DOCUMENT EXTRACT:
════════════════════

Abu Dhabi’s Liwa desert awaits its own last demonstration of Christo’s genius. Christo had one unfulfilled dream of constructing the World’s biggest sculpture in the UAE, a country he fell in love with in 1979.
The artist envisaged a sculpture of 150 meters high and 300 meters long using 410,000 multi-colored oil barrels in what Christo’s website describes as a “mosaic of bright sparkling colors echoing Islamic architecture, The Mastaba being an ancient and familiar shape to the people of the region”.
According to Valdimir Yavachev, Christo’s nephew and project director for both the Paris and Liwa initiatives, the sculpture would be ready in between five to ten years.
“My uncle used to talk about the software and hardware stages of a project,” he tells. “Software was when it was in the hearts and minds of the team, hardware was as we moved on and started physically building. So The Mastaba is still at the software point. But we have done all the engineering, we have the location and we are ready to go.”

════════════════════

MATERIAL PROVIDED:

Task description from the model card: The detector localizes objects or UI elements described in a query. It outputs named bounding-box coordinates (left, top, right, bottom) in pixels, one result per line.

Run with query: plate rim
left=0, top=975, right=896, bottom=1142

════════════════════

BRIEF 1: According to the article on Christo's Mastaba, how many oil barrels did the artist plan to use for the sculpture?
BRIEF 2: Continue the article on Christo's Mastaba, picking up after its last sentence.
The material was taken from a separate source.

EXPECTED ANSWER 1: 410,000 multi-colored oil barrels.

EXPECTED ANSWER 2:
Christo and his French wife Jeanne-Claude, an important collaborator in his work, first visited the UAE in 1979 and two years later the artist came up with the idea of The Mastaba. Then they visited the country many times. They identified a site in Gharbia, near the oasis of Liwa and approximately 160 kilometers south of Abu Dhabi city.
“Christo was a very visual artist,” his nephew says. “He found a very strong connection with the quite incredible, stunning beauty and light changes of the desert, but he also had a great relationship with the people he met in Abu Dhabi.”
The Arc de Triomphe project, first mooted by Christo in the early 1960s, has been delayed twice. France’s Bird Protection League asked for a postponement because a kestrel falcon was nesting inside the monument; “we are quite used to bird-related issues”, Yavachev says. Then, the Covid-19 pandemic forced a further delay.
Philippe Belaval, president of the Centre des Monuments Nationaux, a French government body that conserves historic buildings and manages the monument, has acclaimed the posthumous Christo project as “an event of global resonance”.
The projects doesn’t involve any public funds. The Liwa mastaba will be self-financed as the Arc de Triomphe project’s cost was met from the proceeds of sales from Christo’s work.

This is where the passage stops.